No-fault means that the respondent's liability to pay benefits occurs when injury arises out of the ownership, use or operation of a vehicle, regardless of the presence or absence of fault. The injury must still arise out of the ownership, use or operation. However, this does not mean that a narrow, technical interpretation is dictated. Traditionally, the provisions providing coverage in private policies of insurance have been interpreted broadly in favour of the insured, and exclusions interpreted strictly and narrowly against the insurer.

 

The fact situation before me is a rare one. It is rare that an individual is involved in a motor vehicle accident and has possibly no available personal insurance, a policy of insurance on the striking vehicle which does not provide accident benefits coverage and no access to benefits through the Motor Vehicle Claims Fund. Particularly in such circumstances is it necessary to consider a broad interpretation of the legislation while yet maintaining the true legislative intent.

 

On the basis of the above analysis, I find that the claimant Martha Maclean was a "deemed named insured" under the Lombard policy pursuant to section3(7)(f) of the Statutory Accident Benefits Schedule.


 

 

 

 

3. SECTION 59 STATUTORY ACCIDENT BENEFITS SCHEDULE

 

Counsel for Dominion and the claimant  submit that since the subject accident  occurred outside of Canada, section 59(1) of the Statutory Accident Benefits Schedule provides for Lombard coverage because "she was a person for whose regular use the insured automobile was supplied at the time of the accident", wording far less onerous than that contained in Section 3(7)(f).

 

Section 59(1) of the Statutory Accident Benefits Schedule reads as follows:

 

59.(1) This Section applies if,

 

(a) as a result  of an accident  in another  province  or territory  of Canada  or a jurisdiction    in   the   United   States   of  America,   a  person   insured   in  that jurisdiction    within   the   meaning   of   subsection   (4)   dies   or   sustains   an

impairment  or incurs an expense described  in section 15, 16 or 19; and

 

(b)  no benefits  are received  under  the  law  of the  jurisdiction  in  which  the accident occurred.

 

(2) The person,  or the person claiming  benefits  in respect  of him or her, may elect to receive either of the following, but not both:

 

1.                        The  benefits  described   in  this  Regulation,  other  than  the benefits referred to in paragraph  2.

 

2.            Benefits   in  the  same  amounts   and  subject   to  the  same conditions as if the person was a resident of the jurisdiction in which  the  accident  occurred  and  was  entitled  to  payments under the law of that jurisdiction.

 

3.                        If an election is made under  subsection  (2), the insurer  shall pay benefits in accordance  with the election.

● Directions
A: Reproduce the text of the accident benefits decision between "The fact situation" and "true legislative intent.", inclusive.
B: According to the accident benefits decision, what must an injury arise out of for no-fault benefits to be payable? List the connections to a vehicle that it names.

● Extracted material
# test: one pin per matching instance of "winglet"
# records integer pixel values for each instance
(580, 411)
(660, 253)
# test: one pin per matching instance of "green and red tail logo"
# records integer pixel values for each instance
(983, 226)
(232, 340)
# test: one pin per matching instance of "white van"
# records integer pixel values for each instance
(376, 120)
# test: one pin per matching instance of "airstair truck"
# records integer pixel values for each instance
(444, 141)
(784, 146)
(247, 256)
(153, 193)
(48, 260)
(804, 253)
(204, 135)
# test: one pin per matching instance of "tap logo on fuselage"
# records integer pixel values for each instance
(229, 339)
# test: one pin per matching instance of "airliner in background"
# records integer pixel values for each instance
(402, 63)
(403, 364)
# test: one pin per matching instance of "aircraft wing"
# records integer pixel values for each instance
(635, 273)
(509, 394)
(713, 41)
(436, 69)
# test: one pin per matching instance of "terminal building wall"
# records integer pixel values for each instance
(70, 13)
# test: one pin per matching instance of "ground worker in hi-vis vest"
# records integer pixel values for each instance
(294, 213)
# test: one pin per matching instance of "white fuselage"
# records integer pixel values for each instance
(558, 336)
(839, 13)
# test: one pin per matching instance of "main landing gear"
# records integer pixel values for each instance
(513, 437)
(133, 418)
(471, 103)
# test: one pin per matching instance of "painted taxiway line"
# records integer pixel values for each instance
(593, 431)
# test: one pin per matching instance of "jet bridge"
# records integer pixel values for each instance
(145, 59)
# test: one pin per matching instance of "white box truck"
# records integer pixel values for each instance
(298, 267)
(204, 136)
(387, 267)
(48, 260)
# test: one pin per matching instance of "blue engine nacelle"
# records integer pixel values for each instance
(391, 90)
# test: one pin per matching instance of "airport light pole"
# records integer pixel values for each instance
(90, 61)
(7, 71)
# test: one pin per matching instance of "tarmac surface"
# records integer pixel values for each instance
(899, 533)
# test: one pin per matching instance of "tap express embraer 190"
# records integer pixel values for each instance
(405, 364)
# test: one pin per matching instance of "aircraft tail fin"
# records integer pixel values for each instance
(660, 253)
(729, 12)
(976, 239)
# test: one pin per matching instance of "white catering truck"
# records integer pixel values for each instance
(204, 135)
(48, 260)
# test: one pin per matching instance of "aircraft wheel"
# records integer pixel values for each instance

● Results for the exercise
A:
The fact situation before me is a rare one. It is rare that an individual is involved in a motor vehicle accident and has possibly no available personal insurance, a policy of insurance on the striking vehicle which does not provide accident benefits coverage and no access to benefits through the Motor Vehicle Claims Fund. Particularly in such circumstances is it necessary to consider a broad interpretation of the legislation while yet maintaining the true legislative intent.

B:
Ownership
Use
Operation